Source material ::
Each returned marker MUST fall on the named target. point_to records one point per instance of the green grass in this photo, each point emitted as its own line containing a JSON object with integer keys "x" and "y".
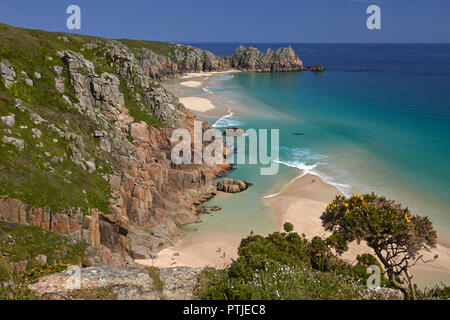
{"x": 30, "y": 241}
{"x": 20, "y": 243}
{"x": 283, "y": 266}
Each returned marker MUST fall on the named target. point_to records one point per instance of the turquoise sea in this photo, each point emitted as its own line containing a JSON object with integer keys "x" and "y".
{"x": 378, "y": 119}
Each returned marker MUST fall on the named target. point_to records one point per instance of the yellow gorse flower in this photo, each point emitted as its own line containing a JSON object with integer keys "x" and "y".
{"x": 407, "y": 219}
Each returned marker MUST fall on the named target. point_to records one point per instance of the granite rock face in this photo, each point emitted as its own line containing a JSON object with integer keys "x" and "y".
{"x": 122, "y": 283}
{"x": 231, "y": 186}
{"x": 150, "y": 198}
{"x": 183, "y": 59}
{"x": 251, "y": 59}
{"x": 148, "y": 192}
{"x": 7, "y": 73}
{"x": 188, "y": 59}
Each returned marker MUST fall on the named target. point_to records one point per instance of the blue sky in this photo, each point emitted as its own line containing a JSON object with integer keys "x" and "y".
{"x": 240, "y": 20}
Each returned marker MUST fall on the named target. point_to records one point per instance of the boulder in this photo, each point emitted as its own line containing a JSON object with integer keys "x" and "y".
{"x": 18, "y": 143}
{"x": 8, "y": 120}
{"x": 231, "y": 186}
{"x": 318, "y": 68}
{"x": 139, "y": 131}
{"x": 7, "y": 72}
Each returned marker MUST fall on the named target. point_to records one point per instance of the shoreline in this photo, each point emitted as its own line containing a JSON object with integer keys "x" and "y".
{"x": 301, "y": 202}
{"x": 300, "y": 195}
{"x": 203, "y": 103}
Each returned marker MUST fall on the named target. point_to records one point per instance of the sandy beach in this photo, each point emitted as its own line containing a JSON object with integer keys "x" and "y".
{"x": 197, "y": 104}
{"x": 207, "y": 74}
{"x": 191, "y": 84}
{"x": 213, "y": 250}
{"x": 302, "y": 202}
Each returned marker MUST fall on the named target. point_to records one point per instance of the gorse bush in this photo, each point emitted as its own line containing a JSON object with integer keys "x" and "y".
{"x": 283, "y": 266}
{"x": 395, "y": 234}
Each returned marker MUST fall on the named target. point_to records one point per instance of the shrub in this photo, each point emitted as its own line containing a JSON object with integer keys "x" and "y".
{"x": 281, "y": 266}
{"x": 395, "y": 235}
{"x": 288, "y": 227}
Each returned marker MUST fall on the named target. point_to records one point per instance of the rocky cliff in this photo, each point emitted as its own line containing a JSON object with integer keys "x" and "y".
{"x": 85, "y": 138}
{"x": 251, "y": 59}
{"x": 174, "y": 59}
{"x": 85, "y": 147}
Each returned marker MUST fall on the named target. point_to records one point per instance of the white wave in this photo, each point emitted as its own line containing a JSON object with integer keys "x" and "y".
{"x": 271, "y": 195}
{"x": 310, "y": 169}
{"x": 224, "y": 77}
{"x": 225, "y": 121}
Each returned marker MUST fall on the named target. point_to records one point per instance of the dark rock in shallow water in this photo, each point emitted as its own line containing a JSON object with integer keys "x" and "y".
{"x": 318, "y": 68}
{"x": 234, "y": 132}
{"x": 232, "y": 186}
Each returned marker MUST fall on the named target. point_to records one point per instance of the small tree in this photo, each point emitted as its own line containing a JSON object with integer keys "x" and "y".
{"x": 396, "y": 236}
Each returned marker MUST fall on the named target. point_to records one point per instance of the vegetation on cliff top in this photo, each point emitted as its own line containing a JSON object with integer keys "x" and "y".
{"x": 28, "y": 253}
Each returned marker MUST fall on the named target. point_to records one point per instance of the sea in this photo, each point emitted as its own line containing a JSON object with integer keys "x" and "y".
{"x": 377, "y": 120}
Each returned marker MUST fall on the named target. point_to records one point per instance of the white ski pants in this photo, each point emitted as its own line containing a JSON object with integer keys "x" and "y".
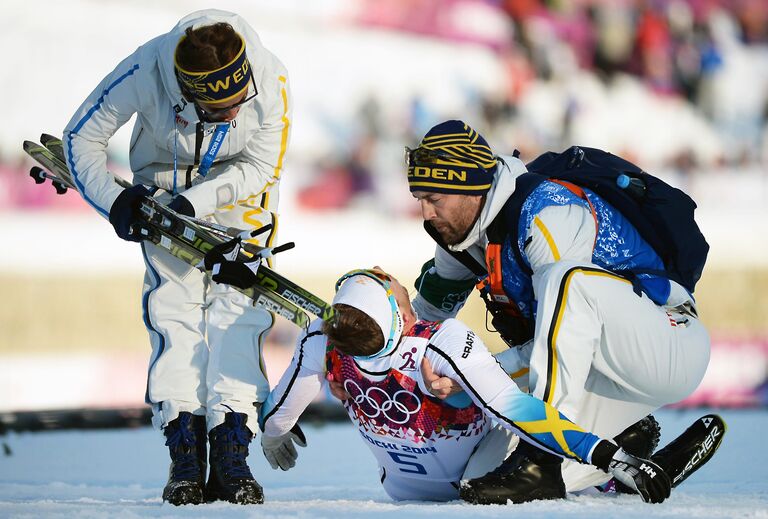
{"x": 606, "y": 357}
{"x": 206, "y": 344}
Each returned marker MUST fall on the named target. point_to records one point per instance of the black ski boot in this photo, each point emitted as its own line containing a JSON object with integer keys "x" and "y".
{"x": 691, "y": 450}
{"x": 185, "y": 438}
{"x": 639, "y": 439}
{"x": 231, "y": 479}
{"x": 526, "y": 475}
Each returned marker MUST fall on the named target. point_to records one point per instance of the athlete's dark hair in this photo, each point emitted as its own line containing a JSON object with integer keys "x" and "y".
{"x": 208, "y": 47}
{"x": 353, "y": 332}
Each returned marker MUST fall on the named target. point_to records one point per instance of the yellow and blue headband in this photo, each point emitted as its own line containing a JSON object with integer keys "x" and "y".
{"x": 453, "y": 159}
{"x": 216, "y": 86}
{"x": 372, "y": 295}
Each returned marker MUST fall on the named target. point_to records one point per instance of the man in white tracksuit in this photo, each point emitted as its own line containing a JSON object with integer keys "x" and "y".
{"x": 213, "y": 116}
{"x": 605, "y": 355}
{"x": 374, "y": 347}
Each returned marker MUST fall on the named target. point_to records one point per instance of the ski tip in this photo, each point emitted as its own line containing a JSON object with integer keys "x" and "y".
{"x": 284, "y": 247}
{"x": 709, "y": 418}
{"x": 46, "y": 138}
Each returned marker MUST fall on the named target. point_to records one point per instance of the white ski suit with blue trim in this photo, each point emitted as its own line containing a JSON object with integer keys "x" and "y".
{"x": 206, "y": 340}
{"x": 601, "y": 354}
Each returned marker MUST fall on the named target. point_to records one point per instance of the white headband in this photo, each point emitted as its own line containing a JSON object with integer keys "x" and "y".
{"x": 363, "y": 290}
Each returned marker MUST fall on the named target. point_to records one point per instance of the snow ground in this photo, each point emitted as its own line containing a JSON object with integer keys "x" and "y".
{"x": 121, "y": 474}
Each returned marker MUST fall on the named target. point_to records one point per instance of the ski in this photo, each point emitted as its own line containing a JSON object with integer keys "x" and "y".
{"x": 190, "y": 242}
{"x": 200, "y": 234}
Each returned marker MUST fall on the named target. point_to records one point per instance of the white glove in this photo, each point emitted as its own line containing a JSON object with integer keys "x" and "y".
{"x": 279, "y": 450}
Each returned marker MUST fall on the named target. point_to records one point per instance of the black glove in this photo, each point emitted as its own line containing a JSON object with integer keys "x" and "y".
{"x": 650, "y": 480}
{"x": 221, "y": 261}
{"x": 125, "y": 212}
{"x": 280, "y": 451}
{"x": 182, "y": 206}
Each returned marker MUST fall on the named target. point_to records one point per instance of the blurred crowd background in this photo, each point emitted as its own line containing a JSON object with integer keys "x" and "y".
{"x": 678, "y": 86}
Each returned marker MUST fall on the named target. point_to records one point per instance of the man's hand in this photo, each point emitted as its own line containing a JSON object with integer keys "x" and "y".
{"x": 279, "y": 450}
{"x": 441, "y": 387}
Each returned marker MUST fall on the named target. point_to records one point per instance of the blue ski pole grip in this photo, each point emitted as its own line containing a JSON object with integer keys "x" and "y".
{"x": 634, "y": 187}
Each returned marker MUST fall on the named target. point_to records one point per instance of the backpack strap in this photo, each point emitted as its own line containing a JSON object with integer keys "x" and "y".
{"x": 576, "y": 190}
{"x": 463, "y": 257}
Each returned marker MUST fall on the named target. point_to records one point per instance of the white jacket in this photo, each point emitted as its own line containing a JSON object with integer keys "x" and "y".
{"x": 248, "y": 166}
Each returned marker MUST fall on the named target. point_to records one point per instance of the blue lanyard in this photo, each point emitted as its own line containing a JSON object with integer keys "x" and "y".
{"x": 213, "y": 148}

Work request :: Would you please copy the material exactly, leaving all the pictures out?

Exercise answer ::
Each returned marker MUST fall on the named target. point_to records one point per instance of the green grass in this photo, each point emitted as its own line containing a JSON object with integer keys "x" and "y".
{"x": 30, "y": 241}
{"x": 20, "y": 243}
{"x": 283, "y": 266}
Each returned marker MUST fall on the named target. point_to records one point per instance of the turquoise sea in this photo, each point emitted as its own line containing a JSON object with integer keys "x" and "y".
{"x": 378, "y": 119}
Each returned marker MUST fall on the named target. point_to records one point per instance of the yellow gorse flower in this photo, each point emitted as its own line containing a JSON object with integer keys "x" and "y".
{"x": 407, "y": 219}
Each returned marker MUST fall on the named target. point_to records one point per instance of the granite rock face in this photo, each point emitted as its own line containing a JSON object with integer keys "x" and "y".
{"x": 122, "y": 283}
{"x": 231, "y": 186}
{"x": 150, "y": 198}
{"x": 183, "y": 59}
{"x": 251, "y": 59}
{"x": 148, "y": 192}
{"x": 7, "y": 73}
{"x": 188, "y": 59}
Each returned marker MUST fall on the named target. point_to records one point per instance of the blue sky in this photo, each point emitted as its own line containing a JSON object with integer keys "x" and "y".
{"x": 240, "y": 20}
Each returned marker MUST fall on the named target. point_to records one point per instance of the boulder in this photo, each point emitted as its own line containing a JSON object with integer keys "x" and "y".
{"x": 18, "y": 143}
{"x": 8, "y": 120}
{"x": 231, "y": 186}
{"x": 318, "y": 68}
{"x": 139, "y": 131}
{"x": 7, "y": 72}
Each returned marker MUST fall on the named target. point_to records one point per instance of the shoreline in this photo, each point emitted as its own line containing a JSON object with integer keys "x" and "y".
{"x": 301, "y": 202}
{"x": 300, "y": 195}
{"x": 203, "y": 103}
Each returned marker MUST fall on the named target. point_to records one point per instance of the sandy beach in this photo, each point emitted as its own line containing a JSON object with integer keys "x" and "y".
{"x": 197, "y": 104}
{"x": 207, "y": 74}
{"x": 191, "y": 84}
{"x": 213, "y": 250}
{"x": 302, "y": 202}
Each returned marker MUST fall on the named target. point_to records one point per instance of the gorse bush in this photo, each point emitted as its own line containing a JSON object with integer keys "x" and "y".
{"x": 283, "y": 266}
{"x": 395, "y": 234}
Each returned marker MUST fall on the named target. point_to records one point per instance of the shrub in this photo, each point emitted as its own line containing a JSON object with integer keys "x" and "y".
{"x": 281, "y": 266}
{"x": 395, "y": 235}
{"x": 288, "y": 227}
Each returned marker MUST fall on the named target. point_to records one point per instance of the rocky cliff in this photo, each point emitted as its own line containing a JSON object with integer keys "x" and "y".
{"x": 85, "y": 138}
{"x": 251, "y": 59}
{"x": 174, "y": 59}
{"x": 85, "y": 147}
Each returned marker MUST fall on the named target. point_to records one point per instance of the white wave in this photo, each point emitted as its own line containing a JSON object with integer keys "x" and "y".
{"x": 271, "y": 195}
{"x": 310, "y": 169}
{"x": 224, "y": 77}
{"x": 225, "y": 121}
Each returned marker MUST fall on the named target. point_to records one point per instance of the dark rock in shallow water in this photo, each point emitted as its own line containing a JSON object with integer keys "x" and "y".
{"x": 318, "y": 68}
{"x": 234, "y": 132}
{"x": 232, "y": 186}
Each returned marker MUST fall on the named target. point_to records one point per instance of the small tree in this photo, each point emitted as its own line containing a JSON object with integer keys "x" and "y".
{"x": 396, "y": 236}
Each returned marker MUST fall on the named target. point_to records one point per instance of the vegetation on cliff top in this photo, each point emitted as its own line containing a JSON object with integer keys "x" and "y".
{"x": 28, "y": 253}
Each returned marker MUST fall on the named target. point_to records one point per instance of the sea in this photo, each point emitted as its own line containing a JSON object with integer keys "x" and "y".
{"x": 377, "y": 120}
Each returned marker MUST fall on the named target. point_to records one point per instance of the white ski pants in this photo, each point emitted as its own line containing a JSON object with integer keys "x" and "y".
{"x": 606, "y": 357}
{"x": 206, "y": 344}
Each returned marker MUST fall on the named target. point_to records one point per instance of the black ski boot in this photo, each point emitted as its own line containing a JSON object with integer keys "x" and "y".
{"x": 691, "y": 450}
{"x": 185, "y": 438}
{"x": 639, "y": 439}
{"x": 231, "y": 479}
{"x": 526, "y": 475}
Each returned marker MUST fall on the named target. point_to records one point per instance of the athlete's dark hair in this photo, each point emitted as its own line containing a JSON object with integer keys "x" and "y".
{"x": 208, "y": 47}
{"x": 353, "y": 332}
Each returned marker MUST fall on the named target. point_to records one point per instance of the yellow and blue headband in this photo, each point emitted as its own line containing a JSON object with integer keys "x" and "y".
{"x": 453, "y": 159}
{"x": 216, "y": 86}
{"x": 372, "y": 295}
Each returned marker MUST fall on the named target. point_to records one point per instance of the man in white tracksuit in this photo, each point emitted as its own line containing a JSON object with integer keys "x" and "y".
{"x": 213, "y": 116}
{"x": 605, "y": 355}
{"x": 374, "y": 347}
Each returned marker MUST fall on the named target. point_to records one point per instance of the ski tip in this photo, each point emitted as its own line containing a JSON object with integer keys "x" and "y".
{"x": 284, "y": 247}
{"x": 709, "y": 418}
{"x": 46, "y": 138}
Each returned marker MUST fall on the named target. point_to records one point per instance of the white ski suit with blue trim in this photo, each point emitted as its own line containing a JSON object with integer keys "x" and "y".
{"x": 206, "y": 340}
{"x": 601, "y": 354}
Each returned marker MUST fall on the named target. point_to records one point per instance of the white headband in this photo, each point emitted as its own line containing a JSON object with integer keys "x" and "y".
{"x": 363, "y": 290}
Each returned marker MUST fall on the named target. point_to records one point per instance of the snow ground in this photo, each point emitted as its own line containing a JSON object with integer keys "x" and "y".
{"x": 121, "y": 474}
Each returned marker MUST fall on the named target. point_to records one point per instance of the ski in this photo, each point emitted as its own line containing a JSON object with integer keys "x" and "y".
{"x": 190, "y": 242}
{"x": 200, "y": 234}
Each returned marker MUST fall on the named target. point_to records one point per instance of the white glove in this photo, each point emitted as its own line containing a JSON object with integer keys "x" and "y".
{"x": 279, "y": 450}
Each returned marker MUST fall on the named target. point_to records one point per instance of the black glove in this photo, each point emitted as its own line containing a JSON object with integer keys "x" and "y".
{"x": 650, "y": 480}
{"x": 221, "y": 261}
{"x": 125, "y": 212}
{"x": 280, "y": 451}
{"x": 182, "y": 206}
Each returned marker MUST fall on the named target. point_to records one point per instance of the blurred crowd background in this photo, each point emitted as its own line containing a JSON object with integer keys "x" and "y".
{"x": 678, "y": 86}
Each returned marker MUST fall on the named target. point_to records one point per instance of the man's hand in this photo, each point emitted as its own line containing a JSON object with integer keys "x" and "y".
{"x": 279, "y": 450}
{"x": 441, "y": 387}
Each returned marker MUST fall on the named target. point_to records one point per instance of the blue ski pole grip in this photo, each point emitted as its own line containing a JSON object with integer keys "x" and "y".
{"x": 634, "y": 187}
Each returned marker MUST fall on the named target. point_to records one point per instance of the backpack strap in this photo, each point emitted as its own line containing a JSON object with integer keys "x" and "y".
{"x": 576, "y": 190}
{"x": 463, "y": 257}
Each returned marker MUST fall on the named target. point_to records one point per instance of the white jacket in this photo, each point emitted as its own line containing a JSON object with integer keys "x" and "y".
{"x": 248, "y": 166}
Each returned marker MUST fall on the named target. point_to records one point per instance of the blue lanyard in this photo, each point emitted as its own line containing a JSON object with integer keys "x" and "y".
{"x": 213, "y": 148}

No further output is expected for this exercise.